SUPPLIED PASSAGE
↓

Conny Ochs ‘Future Fables’ CD/LP 2016
8th March 2016
There’s a tendency for many to underestimate those artists who choose to ‘strip back’ as lacking complexity. Conny Ochs’ latest offering, Future Fables, is certainly stripped back, but it definitely isn’t simple. Full of rich, emotional depths, solid songwriting and nods to its varied influences, it’s accessible for casual listeners, but considerably more rewarding for repeated spins.
Opening with warm, silky bass and tapping snare, overlayed with dreamy electric guitars, Hole is a meandering and relaxed turn, sun-dappled and driven by Ochs’ honest vocal delivery. There’s somewhat of a sense that the instruments are doing their own thing, but are united by stylistic purpose, growing with and around one another organically, never breaching the gentle rhythm. Piece Of Heaven demands attention; a brittle electric guitar flourish is pushed aside by restrained-yet-driving drums and a big bass presence. It’s a faster paced head-nodder, with hook laden riffs bursts of bluesy harmonica.
Killer is wearier, a single vocal lane and finger clicks accompanying the retro guitar lick – it’s like the restrained mid-album caesura before a Rolling Stones belter. Spin showcases Ochs’ flair for folk, with a satisfyingly jangly acoustic guitar tone and sumptuous vocal layering. Empire sees things take a slight country turn, punchy acoustic chords meeting and converging with bass and percussion to swell the track towards its end.

↑

RECORD EXCERPTS
↓

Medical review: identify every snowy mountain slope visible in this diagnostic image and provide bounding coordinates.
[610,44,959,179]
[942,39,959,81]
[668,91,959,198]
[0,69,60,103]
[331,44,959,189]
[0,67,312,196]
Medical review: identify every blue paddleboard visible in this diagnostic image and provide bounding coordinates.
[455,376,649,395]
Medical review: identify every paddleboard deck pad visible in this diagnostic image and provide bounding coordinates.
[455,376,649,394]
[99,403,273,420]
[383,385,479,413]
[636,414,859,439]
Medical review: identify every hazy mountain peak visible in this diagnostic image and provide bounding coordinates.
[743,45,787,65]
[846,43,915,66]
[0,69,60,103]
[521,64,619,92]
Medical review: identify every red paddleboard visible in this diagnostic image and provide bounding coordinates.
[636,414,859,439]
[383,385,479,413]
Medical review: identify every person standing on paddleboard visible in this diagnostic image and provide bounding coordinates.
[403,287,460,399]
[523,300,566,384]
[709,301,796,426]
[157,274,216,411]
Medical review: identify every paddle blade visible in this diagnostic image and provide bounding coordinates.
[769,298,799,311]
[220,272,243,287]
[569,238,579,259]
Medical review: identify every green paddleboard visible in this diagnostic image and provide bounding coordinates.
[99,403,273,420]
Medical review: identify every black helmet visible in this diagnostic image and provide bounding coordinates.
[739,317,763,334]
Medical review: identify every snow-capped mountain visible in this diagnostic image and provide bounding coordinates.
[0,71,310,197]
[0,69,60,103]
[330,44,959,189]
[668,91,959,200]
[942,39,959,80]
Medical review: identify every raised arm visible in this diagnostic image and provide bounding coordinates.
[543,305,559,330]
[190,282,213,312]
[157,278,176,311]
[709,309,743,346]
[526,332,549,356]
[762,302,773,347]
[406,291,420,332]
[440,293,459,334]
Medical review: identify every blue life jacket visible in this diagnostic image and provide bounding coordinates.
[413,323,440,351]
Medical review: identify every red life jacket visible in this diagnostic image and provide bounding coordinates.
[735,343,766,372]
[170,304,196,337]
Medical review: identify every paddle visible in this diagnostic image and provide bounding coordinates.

↑

JOB A
Quote the Future Fables review between "Opening with warm, silky" and "of bluesy harmonica.", inclusive.
JOB B
Which individual tracks does the Future Fables review discuss by name?
JOB C
Write the next part of the Future Fables review.
The records were taken from a different source than the review.

ANSWER A
Opening with warm, silky bass and tapping snare, overlayed with dreamy electric guitars, Hole is a meandering and relaxed turn, sun-dappled and driven by Ochs’ honest vocal delivery. There’s somewhat of a sense that the instruments are doing their own thing, but are united by stylistic purpose, growing with and around one another organically, never breaching the gentle rhythm. Piece Of Heaven demands attention; a brittle electric guitar flourish is pushed aside by restrained-yet-driving drums and a big bass presence. It’s a faster paced head-nodder, with hook laden riffs bursts of bluesy harmonica.

ANSWER B
Hole, Piece Of Heaven, Killer, Spin, Empire

ANSWER C
Golden Future kicks in with brooding bass before light, airy, acoustic guitar pitches in. Slide lives up to its name, a slide-focussed guitar track pulled straight from the dusty South. Big piano chords punctuate things, and Ochs offers up arguable the most satisfying riff of the record. No Easy Way rolls with railroad like ease, the smooth rhythm coaxed along by snare shuffles and bright guitar shimmers. Fools has a slight Indie quirk to its descending guitar riff, and Strange Alchemy’s bittersweet chord progression captures the mood perfectly. Make Some Room wraps things up with ardent vocal layering, and a treacly thick, dark sweetness, fading out on a held piano chord.
Future Fables achieves that rare honour of transcending the genre-bias of the listener – no matter your taste, if you appreciate music that is evocative and well-wrought, you will find something to love about Ochs’ latest offering. He has a deft, light touch – he creates the effect of elegant simplicity, whilst engendering impressive depths. This, put simply, is beautiful.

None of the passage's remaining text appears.